From a theoretical perspective, the implication of this study shows how SMs can be used as a tool to understand the process of industry emergence. It highlights the use of interdisciplinary research arenas within entrepreneurial studies that enables theorizing at a deeper level. Furthermore, it identifies the importance of actor centric studies that can help in understanding complex phenomenon such as industry emergence as well as how entrepreneurship theories can further develop. Furthermore, by using qualitative methods we were better able to understand the complexity of the emergence process which is somehow unexplained in the literature regarding industry emergence and entrepreneurship. It was critical to focus on actors for understanding what role they play and how they impact the industry emergence process and also to determine where, when, and how exactly entrepreneurial actors bring the industry forward. By doing so, we provide greater depth and understanding of the industry emergence process from an actor and entrepreneurial perspective.

Stored rows
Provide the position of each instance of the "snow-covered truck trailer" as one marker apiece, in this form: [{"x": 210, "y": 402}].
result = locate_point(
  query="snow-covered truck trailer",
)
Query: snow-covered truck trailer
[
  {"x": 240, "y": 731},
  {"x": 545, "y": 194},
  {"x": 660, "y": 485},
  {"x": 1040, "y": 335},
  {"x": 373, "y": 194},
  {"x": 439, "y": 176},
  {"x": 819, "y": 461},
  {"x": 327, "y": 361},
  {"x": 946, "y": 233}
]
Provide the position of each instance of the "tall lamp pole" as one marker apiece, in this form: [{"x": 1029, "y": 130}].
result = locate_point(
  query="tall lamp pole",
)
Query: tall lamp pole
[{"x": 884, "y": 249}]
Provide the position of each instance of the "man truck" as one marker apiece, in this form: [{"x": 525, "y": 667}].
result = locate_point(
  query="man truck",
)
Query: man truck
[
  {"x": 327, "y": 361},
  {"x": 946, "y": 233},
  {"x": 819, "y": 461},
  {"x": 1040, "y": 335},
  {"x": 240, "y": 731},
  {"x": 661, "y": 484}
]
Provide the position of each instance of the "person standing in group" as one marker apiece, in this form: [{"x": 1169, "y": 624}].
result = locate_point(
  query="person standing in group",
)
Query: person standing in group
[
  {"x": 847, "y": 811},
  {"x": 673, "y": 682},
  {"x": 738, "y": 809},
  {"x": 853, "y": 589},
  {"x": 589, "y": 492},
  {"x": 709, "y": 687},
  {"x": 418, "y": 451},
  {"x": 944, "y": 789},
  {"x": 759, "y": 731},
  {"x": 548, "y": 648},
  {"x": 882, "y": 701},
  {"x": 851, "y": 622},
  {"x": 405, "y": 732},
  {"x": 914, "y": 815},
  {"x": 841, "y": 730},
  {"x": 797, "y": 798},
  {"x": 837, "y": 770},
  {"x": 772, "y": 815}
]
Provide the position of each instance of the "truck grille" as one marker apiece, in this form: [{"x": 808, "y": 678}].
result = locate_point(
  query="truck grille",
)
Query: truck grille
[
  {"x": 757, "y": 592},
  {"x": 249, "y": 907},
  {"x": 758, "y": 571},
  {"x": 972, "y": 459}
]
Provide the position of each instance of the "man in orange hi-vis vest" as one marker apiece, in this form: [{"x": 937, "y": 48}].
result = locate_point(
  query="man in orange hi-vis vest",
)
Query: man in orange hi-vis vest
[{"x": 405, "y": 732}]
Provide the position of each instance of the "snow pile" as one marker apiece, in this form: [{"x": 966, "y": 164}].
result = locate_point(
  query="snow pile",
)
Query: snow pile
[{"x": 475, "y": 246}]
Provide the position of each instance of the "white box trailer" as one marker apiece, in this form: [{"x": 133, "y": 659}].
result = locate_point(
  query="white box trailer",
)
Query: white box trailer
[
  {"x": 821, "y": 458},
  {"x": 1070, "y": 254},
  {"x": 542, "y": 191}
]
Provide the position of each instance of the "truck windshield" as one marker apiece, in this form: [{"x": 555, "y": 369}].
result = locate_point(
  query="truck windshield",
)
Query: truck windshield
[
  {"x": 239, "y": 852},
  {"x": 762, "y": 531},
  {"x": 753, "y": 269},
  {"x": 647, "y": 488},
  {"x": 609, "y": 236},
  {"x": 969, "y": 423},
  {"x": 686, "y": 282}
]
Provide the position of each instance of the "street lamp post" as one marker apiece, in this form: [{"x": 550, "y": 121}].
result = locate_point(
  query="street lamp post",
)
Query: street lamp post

Tasks
**A)** The passage on industry emergence names the aspects of how entrepreneurial actors bring the industry forward that the study aimed to determine. List them all.
**B)** According to the passage on industry emergence, what kind of methods helped the researchers better understand the complexity of the emergence process?
The records have no connection to the passage on industry emergence.

Solutions below
**A)** Where, when, and how

**B)** Qualitative methods